• **Given problem**
With the images removed, repeat the data below exactly.
>> start
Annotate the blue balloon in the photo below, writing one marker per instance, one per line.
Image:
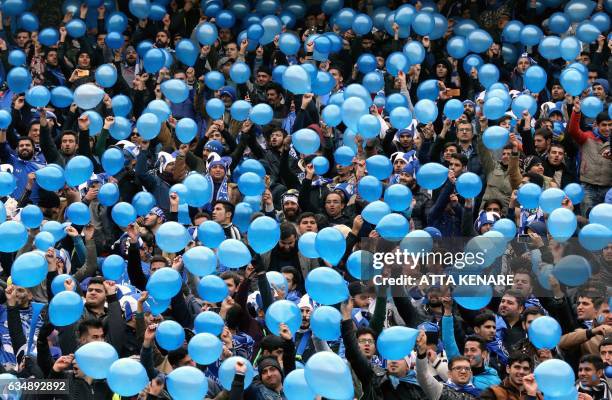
(48, 37)
(169, 335)
(398, 197)
(228, 370)
(108, 194)
(240, 110)
(95, 358)
(215, 108)
(561, 224)
(469, 185)
(205, 348)
(594, 237)
(558, 23)
(425, 111)
(213, 289)
(28, 21)
(209, 322)
(591, 106)
(432, 175)
(164, 284)
(16, 58)
(283, 311)
(78, 170)
(78, 213)
(495, 137)
(31, 216)
(123, 214)
(65, 308)
(148, 125)
(264, 234)
(324, 285)
(328, 375)
(57, 285)
(19, 79)
(88, 96)
(325, 323)
(551, 199)
(29, 269)
(186, 130)
(457, 47)
(396, 342)
(554, 377)
(43, 240)
(369, 188)
(175, 90)
(306, 141)
(127, 377)
(544, 332)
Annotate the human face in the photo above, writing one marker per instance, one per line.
(588, 375)
(263, 78)
(460, 373)
(306, 312)
(217, 172)
(517, 371)
(606, 354)
(92, 335)
(84, 60)
(25, 150)
(287, 245)
(367, 345)
(465, 133)
(219, 214)
(540, 144)
(585, 309)
(68, 145)
(556, 155)
(290, 209)
(522, 282)
(96, 295)
(486, 330)
(333, 205)
(604, 127)
(509, 307)
(308, 224)
(474, 353)
(455, 166)
(271, 377)
(448, 152)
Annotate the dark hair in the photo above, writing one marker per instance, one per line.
(159, 259)
(593, 359)
(483, 317)
(461, 157)
(481, 342)
(517, 295)
(534, 310)
(452, 362)
(91, 323)
(231, 275)
(287, 230)
(175, 356)
(520, 358)
(364, 330)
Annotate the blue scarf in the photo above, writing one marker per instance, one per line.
(468, 388)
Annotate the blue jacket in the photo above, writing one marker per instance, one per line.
(483, 380)
(21, 169)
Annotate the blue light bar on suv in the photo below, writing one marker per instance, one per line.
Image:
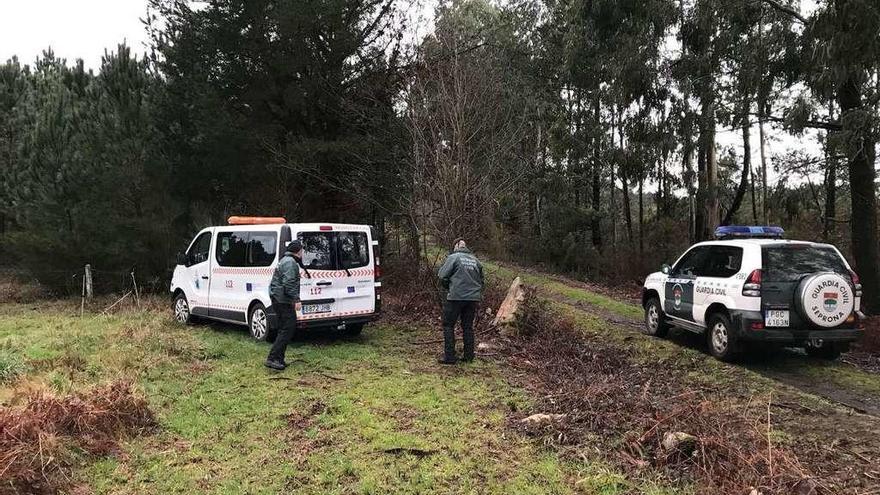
(749, 232)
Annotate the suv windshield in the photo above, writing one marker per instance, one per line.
(790, 263)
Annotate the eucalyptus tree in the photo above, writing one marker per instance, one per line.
(842, 52)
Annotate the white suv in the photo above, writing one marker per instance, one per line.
(753, 286)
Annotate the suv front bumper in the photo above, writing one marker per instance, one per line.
(742, 325)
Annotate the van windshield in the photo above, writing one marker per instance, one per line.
(790, 263)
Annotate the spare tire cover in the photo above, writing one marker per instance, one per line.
(825, 299)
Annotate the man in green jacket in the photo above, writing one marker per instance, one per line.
(284, 293)
(462, 275)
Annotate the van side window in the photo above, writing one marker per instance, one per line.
(319, 250)
(722, 262)
(231, 248)
(353, 250)
(261, 248)
(198, 252)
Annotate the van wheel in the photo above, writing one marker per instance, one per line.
(258, 322)
(180, 307)
(354, 330)
(722, 342)
(827, 350)
(655, 320)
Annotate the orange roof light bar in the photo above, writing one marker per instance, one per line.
(235, 220)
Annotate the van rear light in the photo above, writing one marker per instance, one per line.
(857, 284)
(752, 287)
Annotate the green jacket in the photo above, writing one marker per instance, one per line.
(284, 287)
(462, 275)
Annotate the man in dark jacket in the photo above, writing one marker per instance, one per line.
(284, 293)
(462, 275)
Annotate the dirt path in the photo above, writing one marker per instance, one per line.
(839, 381)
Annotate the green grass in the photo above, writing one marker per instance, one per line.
(547, 283)
(324, 426)
(11, 365)
(652, 349)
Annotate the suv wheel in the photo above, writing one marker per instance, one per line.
(826, 350)
(258, 322)
(180, 306)
(655, 320)
(719, 335)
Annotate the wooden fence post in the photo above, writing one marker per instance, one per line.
(88, 279)
(137, 295)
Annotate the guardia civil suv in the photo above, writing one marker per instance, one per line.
(751, 285)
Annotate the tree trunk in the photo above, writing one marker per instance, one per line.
(744, 180)
(754, 198)
(659, 200)
(613, 187)
(641, 218)
(860, 152)
(627, 214)
(701, 194)
(713, 205)
(597, 176)
(830, 184)
(765, 205)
>> end
• **Solution for this task**
Annotate the blue balloon in the photo below, writing one marker per instance, one per line.
Image:
(48, 37)
(169, 335)
(398, 197)
(228, 370)
(108, 194)
(240, 110)
(95, 358)
(215, 108)
(561, 224)
(469, 185)
(205, 348)
(594, 237)
(558, 23)
(425, 111)
(213, 289)
(28, 21)
(209, 322)
(591, 106)
(432, 175)
(164, 284)
(16, 58)
(283, 311)
(78, 170)
(78, 213)
(495, 137)
(31, 216)
(123, 214)
(65, 308)
(148, 125)
(264, 234)
(324, 285)
(328, 375)
(57, 285)
(19, 79)
(88, 96)
(325, 323)
(551, 199)
(29, 269)
(186, 130)
(457, 47)
(396, 342)
(554, 377)
(43, 240)
(369, 188)
(175, 90)
(306, 141)
(127, 377)
(544, 332)
Annotate the human face in the photo above, writing one marker per instance, one per line.
(588, 375)
(263, 78)
(460, 373)
(306, 312)
(217, 172)
(517, 371)
(606, 354)
(92, 335)
(84, 60)
(25, 150)
(287, 245)
(367, 345)
(465, 133)
(219, 214)
(540, 144)
(585, 309)
(68, 145)
(556, 155)
(290, 209)
(522, 282)
(96, 295)
(486, 330)
(333, 205)
(604, 127)
(509, 307)
(308, 224)
(474, 353)
(455, 166)
(271, 377)
(448, 152)
Annotate the dark hair in the photo above, writing one marker per instance, one per line.
(159, 259)
(593, 359)
(483, 317)
(461, 157)
(481, 342)
(517, 295)
(534, 310)
(452, 362)
(91, 323)
(231, 275)
(287, 230)
(175, 356)
(520, 358)
(364, 330)
Annotate the blue scarf in the photo above, writing one marker per instance, one per line.
(468, 388)
Annotate the blue jacket in the photo above, writing one marker per instance, one per line.
(483, 380)
(21, 169)
Annotate the blue light bar on suv in the photo below, writing one marker per instance, one per line.
Image:
(749, 232)
Annotate the suv windshield in the photo above, writing one marker per instance, one per line.
(790, 263)
Annotate the eucalyptus tree in the photo above, writing one marker per instance, one per line.
(842, 52)
Annotate the white suv in the photo above, writing one marker per instance, one per line.
(753, 286)
Annotate the suv front bumper in the photo above, writing one marker per instance, one per line.
(742, 325)
Annotate the van windshield in the photo above, writing one marker per instance, one per line.
(790, 263)
Annotate the spare tire cover in the photo above, writing one marker per instance, one per line.
(825, 299)
Annotate the man in green jacket in the photo above, writing one marker per instance, one per line.
(284, 293)
(462, 275)
Annotate the van side window in the photo above, writing one marker per instance, one per line.
(319, 250)
(722, 262)
(231, 248)
(353, 250)
(261, 248)
(198, 252)
Annotate the van wheel in the photo above, writing one marker per instance, one per line.
(258, 322)
(180, 307)
(354, 330)
(722, 342)
(827, 350)
(655, 320)
Annotate the orange roof light bar in the photo above, writing one marker per instance, one per line.
(235, 220)
Annotate the van rear light in the photo above, writing one marker per instance, one per line.
(857, 284)
(752, 287)
Annotate the green jacket in the photo above, writing one marker per instance, one per line.
(284, 287)
(462, 275)
Annotate the man in dark jacket in the photo above, writing one marker per instance, one per line.
(284, 293)
(462, 275)
Annotate the dirt path in the photo above, writing one marker per instance, one per line.
(839, 381)
Annotate the green grass in the photo above, writing one marker per instance, one per line.
(547, 283)
(324, 426)
(11, 365)
(652, 349)
Annotate the suv wheel in the photo above, writing one marker per instance, one per line.
(826, 350)
(258, 322)
(180, 306)
(655, 320)
(719, 335)
Annotate the wooden fence post in the photo above, writing one marker per instance, one per line.
(88, 279)
(137, 295)
Annotate the guardia civil suv in the photo above, writing one marker per instance, one per line.
(751, 285)
Annotate the tree trunk in the photo above, writing one marker per instance, one per line.
(744, 180)
(754, 198)
(659, 200)
(613, 187)
(641, 218)
(860, 152)
(627, 214)
(701, 194)
(713, 205)
(597, 176)
(830, 184)
(765, 205)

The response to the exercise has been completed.